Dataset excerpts
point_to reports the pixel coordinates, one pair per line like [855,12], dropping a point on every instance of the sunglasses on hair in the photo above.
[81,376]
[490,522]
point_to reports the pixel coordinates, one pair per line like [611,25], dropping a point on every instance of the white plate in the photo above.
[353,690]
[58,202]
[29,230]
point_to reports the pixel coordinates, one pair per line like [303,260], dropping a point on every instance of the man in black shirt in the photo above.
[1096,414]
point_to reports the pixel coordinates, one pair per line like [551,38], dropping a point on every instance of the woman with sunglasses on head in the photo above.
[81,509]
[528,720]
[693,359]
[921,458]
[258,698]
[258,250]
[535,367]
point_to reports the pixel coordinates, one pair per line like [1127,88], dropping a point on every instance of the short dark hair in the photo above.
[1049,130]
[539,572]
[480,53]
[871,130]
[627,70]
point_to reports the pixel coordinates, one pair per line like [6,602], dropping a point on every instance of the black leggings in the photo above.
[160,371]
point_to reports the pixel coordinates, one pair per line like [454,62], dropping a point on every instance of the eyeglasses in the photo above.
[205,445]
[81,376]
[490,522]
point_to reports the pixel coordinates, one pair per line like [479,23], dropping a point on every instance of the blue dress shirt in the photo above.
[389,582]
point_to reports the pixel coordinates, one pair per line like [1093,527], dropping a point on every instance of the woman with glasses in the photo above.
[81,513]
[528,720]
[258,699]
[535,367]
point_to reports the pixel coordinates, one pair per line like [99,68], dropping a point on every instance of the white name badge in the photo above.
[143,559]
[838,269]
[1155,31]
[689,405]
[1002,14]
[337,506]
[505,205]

» What the exercise asks
The data must be retyped in full, exactly as it reads.

» Answer below
point_to reports the pixel coordinates, one pair per line like [855,12], dropping a point on every instance of the sunglasses on hair in the photo above.
[81,376]
[490,522]
point_to reports the pixel coordinates, one pair per line like [611,25], dropping a point on every instance of the white plate in the photo above.
[353,690]
[58,202]
[29,230]
point_to reports the pixel coordinates, one pair per line like [303,260], dropping a point on every instance of the man in black shirt in the photo above.
[1096,414]
point_to reports the pixel coordinates, one pair per line like [551,38], dropping a point on every instance of the woman with sunglasses on head in the photo above.
[81,509]
[528,720]
[693,359]
[921,458]
[258,698]
[258,250]
[535,367]
point_to reports the pixel coordinates, one pair per line like [1127,88], dropping a point on every instance of the short dark hair in the photo above.
[1049,130]
[539,572]
[480,53]
[871,130]
[627,70]
point_to reports the pixel coordinates, one pair per line like [6,602], dropping a point on every instance of the black leggings in the photo above.
[160,371]
point_to reports the pixel coordinates, one pair per line like [454,62], dropping a point on every instance of the eyeglasses in the photo above.
[205,445]
[81,376]
[490,522]
point_to reports the pixel coordinates, one pair per line like [479,23], dropping a point on every instance of the blue dress shirt in the photo above.
[389,582]
point_to reports the pixel coordinates, one pair per line like [1093,527], dropping a point on every instance of the woman with glasses in the photo above.
[81,513]
[528,720]
[258,699]
[535,367]
point_to reports the pixel coordinates, one pair per line like [99,68], dropping a point on every instance of the white name badge in the photo above.
[143,559]
[838,269]
[1155,31]
[689,405]
[1002,14]
[337,506]
[505,205]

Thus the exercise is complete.